--- BEGIN EXERCISE DATA ---

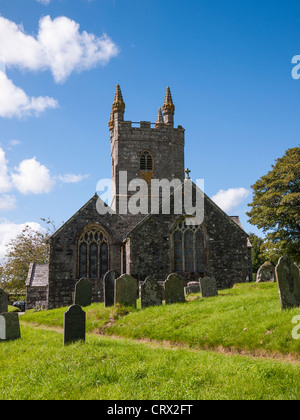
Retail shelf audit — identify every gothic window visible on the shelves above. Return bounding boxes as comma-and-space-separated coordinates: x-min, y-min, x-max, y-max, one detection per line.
140, 152, 153, 171
78, 227, 108, 279
172, 220, 206, 273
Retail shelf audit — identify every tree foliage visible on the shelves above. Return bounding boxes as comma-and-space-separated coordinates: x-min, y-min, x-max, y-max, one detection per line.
247, 147, 300, 263
0, 226, 49, 293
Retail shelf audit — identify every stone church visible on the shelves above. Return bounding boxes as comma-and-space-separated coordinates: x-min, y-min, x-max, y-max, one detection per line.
26, 85, 252, 309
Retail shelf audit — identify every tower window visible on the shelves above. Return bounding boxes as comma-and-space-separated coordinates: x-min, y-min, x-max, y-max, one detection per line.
140, 152, 153, 171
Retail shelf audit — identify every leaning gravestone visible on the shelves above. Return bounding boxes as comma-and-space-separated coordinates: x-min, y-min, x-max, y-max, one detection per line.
0, 289, 8, 314
0, 312, 21, 341
140, 277, 162, 309
103, 270, 120, 308
200, 277, 218, 298
115, 274, 137, 308
74, 278, 93, 306
164, 274, 185, 305
64, 305, 86, 346
256, 261, 275, 283
275, 257, 300, 309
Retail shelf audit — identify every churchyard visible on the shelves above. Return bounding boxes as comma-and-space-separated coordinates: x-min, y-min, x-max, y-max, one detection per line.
0, 270, 300, 400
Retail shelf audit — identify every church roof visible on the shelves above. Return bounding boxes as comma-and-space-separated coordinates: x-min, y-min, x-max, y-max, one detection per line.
26, 263, 49, 287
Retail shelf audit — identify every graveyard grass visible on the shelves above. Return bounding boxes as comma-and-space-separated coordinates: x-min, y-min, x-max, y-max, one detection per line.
0, 283, 300, 400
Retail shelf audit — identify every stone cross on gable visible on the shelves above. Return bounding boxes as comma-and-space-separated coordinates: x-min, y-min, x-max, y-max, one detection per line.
184, 168, 192, 179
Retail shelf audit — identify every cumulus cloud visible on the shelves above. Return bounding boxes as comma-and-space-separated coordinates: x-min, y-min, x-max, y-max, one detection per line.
36, 0, 51, 6
0, 16, 119, 83
212, 188, 250, 213
57, 174, 89, 184
0, 148, 12, 193
0, 72, 58, 118
0, 221, 46, 264
11, 157, 55, 195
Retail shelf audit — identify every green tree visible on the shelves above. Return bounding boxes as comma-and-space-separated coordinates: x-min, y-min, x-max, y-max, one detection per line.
247, 147, 300, 263
249, 233, 266, 278
0, 226, 49, 293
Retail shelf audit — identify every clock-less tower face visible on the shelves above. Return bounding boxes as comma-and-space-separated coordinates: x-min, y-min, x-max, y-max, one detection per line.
109, 85, 185, 217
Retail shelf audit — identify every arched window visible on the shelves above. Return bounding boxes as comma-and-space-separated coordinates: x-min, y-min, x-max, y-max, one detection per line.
78, 227, 108, 279
172, 219, 206, 273
140, 152, 153, 171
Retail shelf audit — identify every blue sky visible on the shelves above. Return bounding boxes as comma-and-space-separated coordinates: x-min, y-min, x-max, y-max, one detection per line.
0, 0, 300, 259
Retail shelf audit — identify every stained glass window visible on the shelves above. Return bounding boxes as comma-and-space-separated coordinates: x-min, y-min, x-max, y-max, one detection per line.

--- END EXERCISE DATA ---

Quote the records in their entirety, keeping the wording exact and excluding pictures.

» **REPLY TO THE EXERCISE**
Retail shelf audit — identify every gothic window visible on the shelves above. Return bounding boxes as comma-and-space-separated coordinates: x-min, y-min, x-max, y-max, one detection per line.
140, 152, 153, 171
78, 227, 108, 279
172, 220, 206, 273
Retail shelf audit — identify every tree foliage visible on the shelves above. Return bounding boxes as comma-and-space-separated coordinates: x-min, y-min, x-max, y-max, one detection per line.
247, 147, 300, 263
0, 226, 49, 293
Retail shelf audit — identify every stone church visible on the shelves above. Return bounding boxes as comma-and-space-separated coordinates: x-min, y-min, x-max, y-max, one detection per line.
26, 85, 252, 309
Retail shelf audit — identify every tower window visible on the shelves above. Return bounding boxes as comma-and-space-separated coordinates: x-min, y-min, x-max, y-max, one detection per line.
140, 152, 153, 171
Retail shelf audit — identify every leaning gravestone visible on the shelves above. Return bounding boxes as comma-and-space-separated coordinates: x-min, y-min, x-max, y-max, one detection per line.
0, 289, 8, 314
0, 312, 21, 341
140, 277, 162, 309
103, 270, 120, 308
200, 277, 218, 298
115, 274, 137, 308
74, 278, 93, 306
164, 274, 185, 305
64, 305, 86, 346
256, 261, 275, 283
275, 257, 300, 309
Retail shelf audit — identify every churchyard visible on the shelves above. Return bounding boxes as comma-and-space-separated coordinates: x-min, y-min, x-max, y-max, one detection per line.
0, 270, 300, 400
Retail shelf audit — identify every church roof visible on the shelves above. Return bounding boxes as comma-and-space-separated coordinates: x-min, y-min, x-max, y-max, one detection per line.
26, 263, 49, 287
Retail shelf audit — identify every graveyard grass visible on the shelves above. Return bounding boxes as comma-and-space-separated coordinates: x-min, y-min, x-max, y-max, one detection per line.
0, 283, 300, 400
Retail shelf audit — identify every stone cross on gable visible on the shelves above. Return bounding boxes as comma-and-space-separated coordinates: x-min, y-min, x-max, y-max, one detection per line.
184, 168, 192, 179
Retail shelf audit — identify every cumulus cloud visible on the shelves above. Return bounding boxes as comma-and-space-separated coordinates: x-min, y-min, x-max, y-max, one detection per line.
36, 0, 51, 6
0, 16, 119, 83
212, 188, 250, 213
57, 174, 89, 184
0, 148, 12, 193
0, 72, 58, 118
0, 221, 46, 264
11, 157, 55, 195
Retail shelf audit — identify every green tree visible on the shelves above. Return bounding boxes as comma-and-space-separated coordinates: x-min, y-min, x-max, y-max, one detection per line.
247, 147, 300, 263
249, 233, 266, 278
0, 226, 49, 293
Retail shelf audit — identify every clock-less tower face visible on the shelves above. Return bounding boxes as comma-and-space-separated coordinates: x-min, y-min, x-max, y-max, one detection per line.
109, 85, 185, 217
Retail shelf audit — identify every arched window visible on the shelves above. Return bounding boxes as comma-and-space-separated coordinates: x-min, y-min, x-max, y-max, one detection per line.
78, 227, 108, 279
172, 219, 206, 273
140, 152, 153, 171
Retail shelf audit — identify every blue sky visible on the shelves above. Return bounding boxes as comma-and-space-separated coordinates: x-min, y-min, x-max, y-max, one detection per line.
0, 0, 300, 259
Retail shelf audit — identify every stained glass window visible on the shelves above. Return bounding boxes as comma-and-space-separated coordinates: x-min, y-min, x-max, y-max, one detection per line.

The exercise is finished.